--- DO THIS ---
Swap "bands" for "channels" and rewrite the Helix RTA text from "The Helix RTA" to "detecting narrow-band flaws')".

--- TEXT EXTRACT ---
Resolution ≠ Smoothing — Don't confuse them
This section concerns DSPs using DSP PC-Tool (Helix, BRAX, MATCH). miniDSP users should refer to the miniDSP Plugin documentation.
The Helix RTA in DSP PC-Tool has TWO independent settings that affect the display. Confusing them is the most common beginner mistake.
RESOLUTION (frequency step):
Controls the number of frequency bands displayed. The finer the resolution, the more detail you see.
- • 1/3 octave = 31 bands (ATF default — 'very practical because it reflects the human hearing impression very well')
- • 1/6 octave = 62 bands (recommended for Level Matching and TuneEQ — 'useful for detecting narrow-band flaws')
- • 1/12 octave = 124 bands (high detail, Individual Driver EQ)
- • 1/24 octave = 248 bands (maximum detail, rarely needed)

--- INFORMATION SHOWN ---
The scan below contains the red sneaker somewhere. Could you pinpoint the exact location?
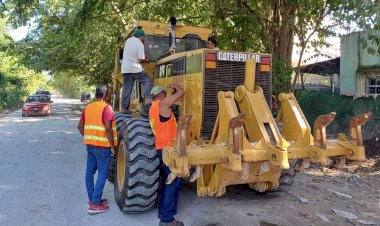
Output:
[87,199,108,208]
[88,202,110,214]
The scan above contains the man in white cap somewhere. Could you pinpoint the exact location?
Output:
[121,28,152,114]
[149,84,185,226]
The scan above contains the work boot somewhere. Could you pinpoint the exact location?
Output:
[159,219,184,226]
[140,104,152,119]
[88,202,110,215]
[87,199,108,208]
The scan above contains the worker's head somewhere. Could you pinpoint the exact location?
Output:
[150,86,166,100]
[95,85,107,99]
[207,37,216,49]
[133,28,145,42]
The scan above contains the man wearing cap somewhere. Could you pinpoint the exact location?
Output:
[78,86,117,214]
[149,84,185,226]
[121,29,152,114]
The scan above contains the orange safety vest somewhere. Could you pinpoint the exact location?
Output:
[83,101,117,147]
[149,100,177,149]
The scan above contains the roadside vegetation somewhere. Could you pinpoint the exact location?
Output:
[0,0,380,111]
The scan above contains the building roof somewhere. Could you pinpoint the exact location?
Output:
[300,57,340,76]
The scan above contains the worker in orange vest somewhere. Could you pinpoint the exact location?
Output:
[149,84,185,226]
[78,86,117,214]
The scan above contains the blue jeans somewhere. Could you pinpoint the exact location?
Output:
[157,150,181,223]
[86,145,111,205]
[121,71,152,109]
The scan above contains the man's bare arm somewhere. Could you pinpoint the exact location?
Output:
[104,121,116,156]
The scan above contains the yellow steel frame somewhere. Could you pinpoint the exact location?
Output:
[276,93,371,165]
[163,60,289,196]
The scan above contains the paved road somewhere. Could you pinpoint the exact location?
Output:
[0,98,268,226]
[0,98,380,226]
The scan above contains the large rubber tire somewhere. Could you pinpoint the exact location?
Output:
[107,112,132,183]
[114,118,160,213]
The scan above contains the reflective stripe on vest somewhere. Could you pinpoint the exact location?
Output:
[149,100,177,149]
[83,101,117,147]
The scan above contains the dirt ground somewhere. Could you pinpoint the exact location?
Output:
[0,98,380,226]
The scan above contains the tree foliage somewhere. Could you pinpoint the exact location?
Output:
[0,0,380,95]
[0,19,48,112]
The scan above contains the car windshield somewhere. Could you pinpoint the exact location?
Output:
[36,90,50,95]
[26,96,49,103]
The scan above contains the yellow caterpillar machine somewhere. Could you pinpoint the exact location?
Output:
[109,18,370,213]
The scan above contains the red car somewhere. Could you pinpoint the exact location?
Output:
[22,95,53,117]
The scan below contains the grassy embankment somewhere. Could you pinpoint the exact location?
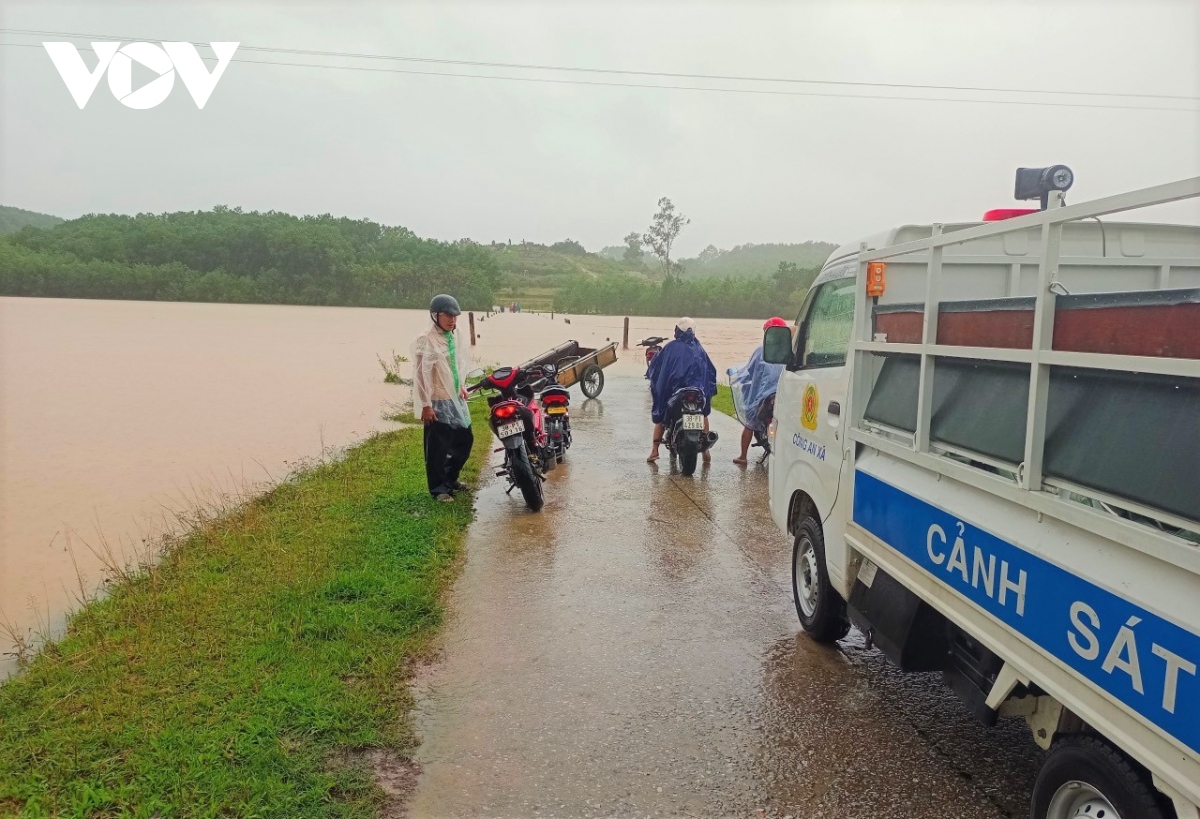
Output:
[713,384,737,418]
[0,401,488,818]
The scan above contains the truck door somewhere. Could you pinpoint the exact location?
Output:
[770,273,856,586]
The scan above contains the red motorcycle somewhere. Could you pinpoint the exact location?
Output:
[468,365,566,512]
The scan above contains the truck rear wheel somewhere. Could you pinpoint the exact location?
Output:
[1030,734,1174,819]
[792,515,850,642]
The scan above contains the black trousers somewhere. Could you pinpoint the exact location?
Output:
[425,420,475,497]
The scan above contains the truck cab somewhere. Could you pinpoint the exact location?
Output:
[763,171,1200,819]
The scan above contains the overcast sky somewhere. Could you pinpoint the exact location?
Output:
[0,0,1200,256]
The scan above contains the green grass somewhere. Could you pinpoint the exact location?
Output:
[713,384,737,418]
[0,406,488,818]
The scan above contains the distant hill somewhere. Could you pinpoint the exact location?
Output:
[484,239,643,279]
[679,241,838,279]
[0,205,64,235]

--- TASK RESULT ---
The Helix RTA in DSP PC-Tool has TWO independent settings that affect the display. Confusing them is the most common beginner mistake.
RESOLUTION (frequency step):
Controls the number of frequency channels displayed. The finer the resolution, the more detail you see.
- • 1/3 octave = 31 channels (ATF default — 'very practical because it reflects the human hearing impression very well')
- • 1/6 octave = 62 channels (recommended for Level Matching and TuneEQ — 'useful for detecting narrow-band flaws')